SUPPLIED RECORDS START

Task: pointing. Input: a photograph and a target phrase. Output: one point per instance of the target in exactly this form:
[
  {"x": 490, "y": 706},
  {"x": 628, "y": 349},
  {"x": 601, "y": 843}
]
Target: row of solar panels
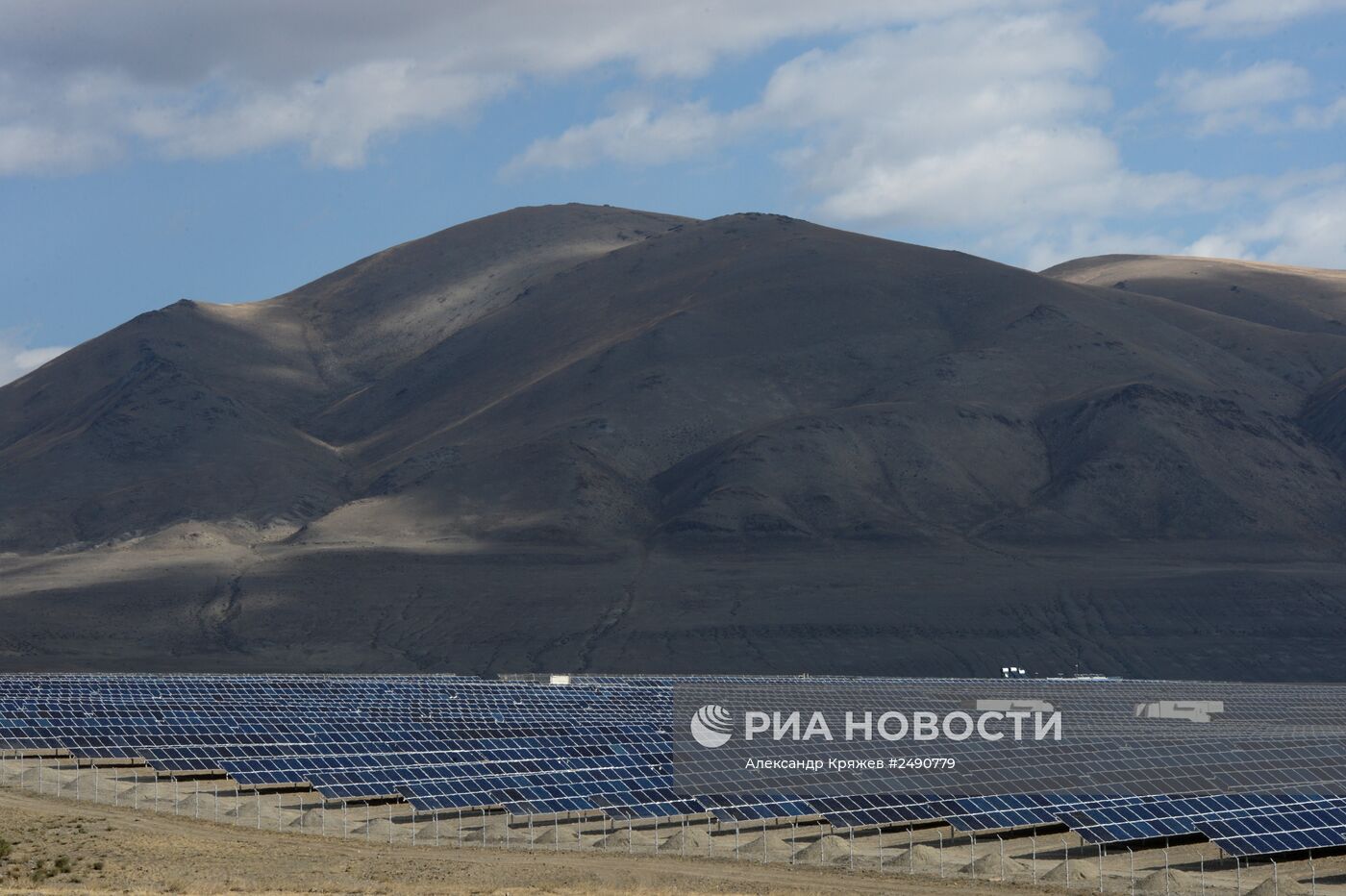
[{"x": 531, "y": 748}]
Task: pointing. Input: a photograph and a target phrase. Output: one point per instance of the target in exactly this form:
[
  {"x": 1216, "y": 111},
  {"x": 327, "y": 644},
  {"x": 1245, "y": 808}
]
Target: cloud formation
[
  {"x": 84, "y": 81},
  {"x": 15, "y": 360}
]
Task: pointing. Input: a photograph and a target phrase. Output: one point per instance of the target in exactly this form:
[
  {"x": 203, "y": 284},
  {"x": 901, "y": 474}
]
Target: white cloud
[
  {"x": 84, "y": 81},
  {"x": 968, "y": 123},
  {"x": 1306, "y": 228},
  {"x": 26, "y": 148},
  {"x": 1224, "y": 101},
  {"x": 636, "y": 135},
  {"x": 1235, "y": 17},
  {"x": 15, "y": 360}
]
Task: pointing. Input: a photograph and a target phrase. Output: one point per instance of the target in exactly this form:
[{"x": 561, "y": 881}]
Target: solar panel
[{"x": 603, "y": 745}]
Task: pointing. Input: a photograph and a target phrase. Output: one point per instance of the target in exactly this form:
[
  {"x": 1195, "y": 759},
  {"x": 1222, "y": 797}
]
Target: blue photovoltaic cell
[{"x": 599, "y": 744}]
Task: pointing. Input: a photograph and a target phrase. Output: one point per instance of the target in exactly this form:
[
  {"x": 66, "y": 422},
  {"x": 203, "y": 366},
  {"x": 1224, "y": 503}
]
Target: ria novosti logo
[{"x": 710, "y": 725}]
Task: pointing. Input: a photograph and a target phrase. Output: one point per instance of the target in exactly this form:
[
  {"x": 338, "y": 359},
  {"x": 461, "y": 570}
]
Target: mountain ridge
[{"x": 578, "y": 434}]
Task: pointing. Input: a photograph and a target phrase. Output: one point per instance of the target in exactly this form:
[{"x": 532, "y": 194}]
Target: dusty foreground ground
[
  {"x": 111, "y": 849},
  {"x": 58, "y": 833}
]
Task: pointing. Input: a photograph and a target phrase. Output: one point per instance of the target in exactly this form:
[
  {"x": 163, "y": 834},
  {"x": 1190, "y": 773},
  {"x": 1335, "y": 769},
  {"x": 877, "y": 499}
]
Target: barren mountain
[{"x": 587, "y": 437}]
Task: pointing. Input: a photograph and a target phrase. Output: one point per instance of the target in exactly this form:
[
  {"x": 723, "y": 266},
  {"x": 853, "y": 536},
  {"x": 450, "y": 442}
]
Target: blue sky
[{"x": 152, "y": 151}]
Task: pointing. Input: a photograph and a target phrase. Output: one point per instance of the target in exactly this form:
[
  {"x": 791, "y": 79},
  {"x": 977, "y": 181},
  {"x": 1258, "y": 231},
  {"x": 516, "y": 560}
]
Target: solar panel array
[{"x": 598, "y": 745}]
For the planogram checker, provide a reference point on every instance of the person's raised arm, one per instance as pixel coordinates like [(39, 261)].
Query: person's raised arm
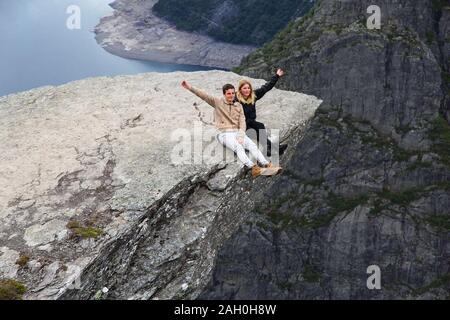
[(259, 93), (212, 101), (242, 124)]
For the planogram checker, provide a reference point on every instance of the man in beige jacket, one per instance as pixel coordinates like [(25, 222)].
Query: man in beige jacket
[(230, 121)]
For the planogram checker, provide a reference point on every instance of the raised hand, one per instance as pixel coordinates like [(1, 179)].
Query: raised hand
[(186, 85)]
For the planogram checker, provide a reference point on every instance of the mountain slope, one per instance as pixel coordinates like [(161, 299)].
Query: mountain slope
[(369, 181)]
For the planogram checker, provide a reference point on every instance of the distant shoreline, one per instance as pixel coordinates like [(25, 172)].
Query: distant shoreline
[(133, 32)]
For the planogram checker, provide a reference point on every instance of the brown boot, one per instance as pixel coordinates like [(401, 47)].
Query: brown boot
[(256, 171), (271, 170)]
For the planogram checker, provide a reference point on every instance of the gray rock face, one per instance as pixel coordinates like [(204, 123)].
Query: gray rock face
[(95, 192), (368, 72), (368, 182)]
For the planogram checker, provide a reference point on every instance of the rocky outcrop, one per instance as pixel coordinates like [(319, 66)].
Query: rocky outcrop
[(247, 22), (133, 31), (368, 183), (97, 193)]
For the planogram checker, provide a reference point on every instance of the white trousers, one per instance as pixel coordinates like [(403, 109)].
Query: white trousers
[(229, 140)]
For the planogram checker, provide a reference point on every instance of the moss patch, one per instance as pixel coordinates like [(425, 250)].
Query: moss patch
[(311, 275), (439, 222), (442, 281), (23, 260), (439, 134), (11, 289)]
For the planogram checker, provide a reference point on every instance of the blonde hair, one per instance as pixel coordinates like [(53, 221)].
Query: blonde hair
[(250, 99)]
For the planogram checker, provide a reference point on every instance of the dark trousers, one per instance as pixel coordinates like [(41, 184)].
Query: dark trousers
[(261, 134)]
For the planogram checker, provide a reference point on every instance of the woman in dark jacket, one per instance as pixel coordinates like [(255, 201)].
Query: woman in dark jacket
[(248, 97)]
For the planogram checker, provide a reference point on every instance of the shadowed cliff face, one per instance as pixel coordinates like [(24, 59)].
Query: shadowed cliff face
[(369, 182)]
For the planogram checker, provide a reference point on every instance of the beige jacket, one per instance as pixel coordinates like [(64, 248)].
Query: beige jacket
[(227, 116)]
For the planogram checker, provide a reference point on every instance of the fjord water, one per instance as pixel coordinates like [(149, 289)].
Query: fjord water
[(38, 49)]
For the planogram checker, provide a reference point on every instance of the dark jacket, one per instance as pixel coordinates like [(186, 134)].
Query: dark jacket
[(250, 109)]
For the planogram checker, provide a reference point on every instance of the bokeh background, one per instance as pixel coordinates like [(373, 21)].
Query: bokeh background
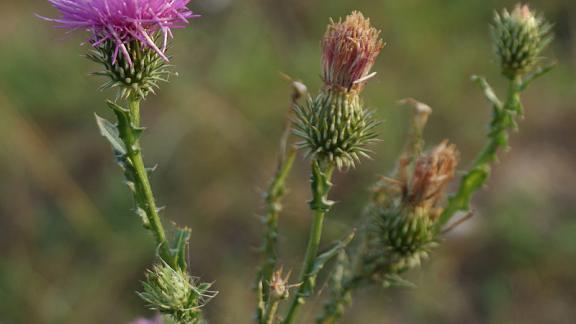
[(72, 252)]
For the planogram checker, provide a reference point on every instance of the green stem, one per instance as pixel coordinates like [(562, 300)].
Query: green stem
[(319, 205), (337, 304), (274, 196), (503, 121), (144, 195)]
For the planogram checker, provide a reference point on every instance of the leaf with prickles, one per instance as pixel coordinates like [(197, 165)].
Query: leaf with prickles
[(488, 92), (182, 238), (111, 133)]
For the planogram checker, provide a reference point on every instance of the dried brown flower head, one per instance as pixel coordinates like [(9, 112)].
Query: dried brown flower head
[(432, 173), (349, 50)]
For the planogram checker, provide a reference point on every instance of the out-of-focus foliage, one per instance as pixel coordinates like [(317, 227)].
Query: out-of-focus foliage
[(71, 251)]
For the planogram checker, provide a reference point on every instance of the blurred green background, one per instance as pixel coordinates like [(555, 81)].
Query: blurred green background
[(72, 252)]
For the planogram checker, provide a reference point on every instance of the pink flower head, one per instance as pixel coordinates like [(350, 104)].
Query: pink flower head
[(349, 50), (122, 21)]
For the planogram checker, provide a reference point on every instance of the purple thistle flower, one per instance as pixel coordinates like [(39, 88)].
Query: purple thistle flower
[(122, 21)]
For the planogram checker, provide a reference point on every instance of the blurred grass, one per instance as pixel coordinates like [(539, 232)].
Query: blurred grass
[(72, 252)]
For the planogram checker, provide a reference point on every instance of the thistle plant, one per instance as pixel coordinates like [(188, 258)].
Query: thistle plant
[(334, 129), (407, 214), (130, 41), (407, 217)]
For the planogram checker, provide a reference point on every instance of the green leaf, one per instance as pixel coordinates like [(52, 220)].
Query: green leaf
[(321, 261), (488, 92), (110, 132)]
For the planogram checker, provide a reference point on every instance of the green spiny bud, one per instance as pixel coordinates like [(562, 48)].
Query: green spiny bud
[(173, 292), (519, 38), (136, 77), (334, 126)]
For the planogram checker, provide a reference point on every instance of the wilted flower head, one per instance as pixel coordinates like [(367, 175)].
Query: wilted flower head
[(279, 287), (173, 292), (349, 49), (334, 126), (405, 212), (122, 21), (519, 38)]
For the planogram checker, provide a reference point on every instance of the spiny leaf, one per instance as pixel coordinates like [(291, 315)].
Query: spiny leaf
[(110, 132)]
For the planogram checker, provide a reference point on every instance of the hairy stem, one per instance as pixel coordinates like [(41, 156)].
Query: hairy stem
[(503, 121), (270, 312), (273, 208), (320, 205), (143, 191)]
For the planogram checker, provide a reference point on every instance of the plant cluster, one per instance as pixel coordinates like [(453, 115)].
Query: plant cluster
[(408, 211)]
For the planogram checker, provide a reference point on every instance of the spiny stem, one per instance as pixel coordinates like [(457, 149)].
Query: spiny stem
[(273, 208), (144, 196), (503, 121), (270, 312), (275, 193), (319, 205)]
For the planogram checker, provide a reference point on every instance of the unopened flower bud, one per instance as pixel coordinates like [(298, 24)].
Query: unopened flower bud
[(173, 292), (335, 126), (519, 38)]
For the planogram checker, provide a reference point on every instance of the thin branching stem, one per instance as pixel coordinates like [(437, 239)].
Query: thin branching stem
[(144, 195), (321, 184)]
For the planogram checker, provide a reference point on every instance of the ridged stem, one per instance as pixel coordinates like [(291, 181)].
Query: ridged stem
[(503, 121), (321, 177), (273, 208), (144, 195), (270, 312)]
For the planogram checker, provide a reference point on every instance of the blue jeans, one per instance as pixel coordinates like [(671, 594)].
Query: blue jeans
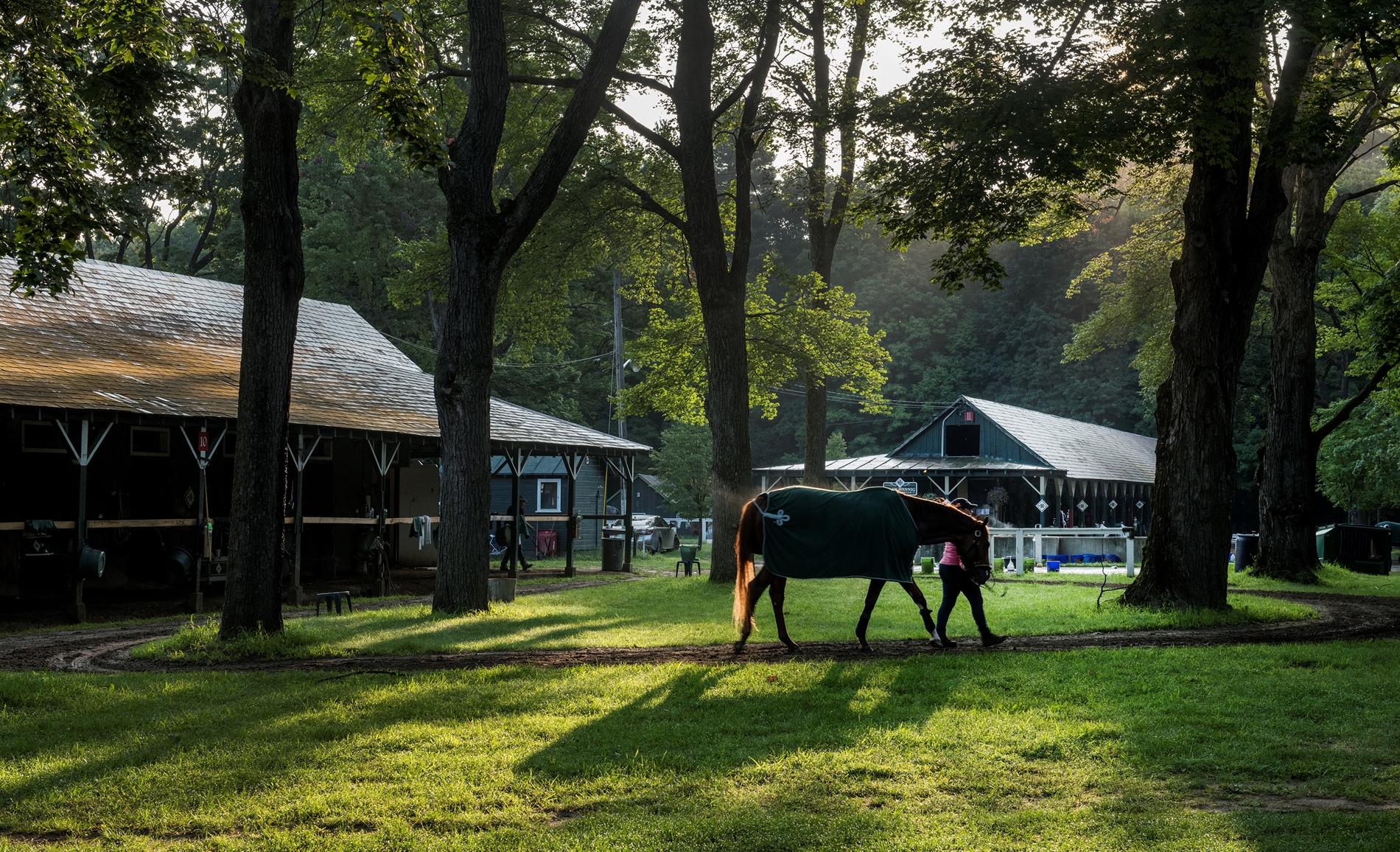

SUPPLIED RECORDS END

### REQUIRED ACTION
Take the line containing "like [(291, 181)]." as the first and the last line of the records as the end. Print every line in that span exactly, leaving out pictures.

### OUTPUT OF THE TASK
For the planogram checker, provide a reference point on every instance of the ridged stem, one per instance as pixel coordinates like [(291, 181)].
Query: ridged stem
[(503, 121), (321, 177), (273, 208), (144, 195), (270, 312)]
For the planogram checker, provide a reference point on every instance of the blue jeans, one per instance as pixel coordinates like [(671, 594)].
Query: blue jeans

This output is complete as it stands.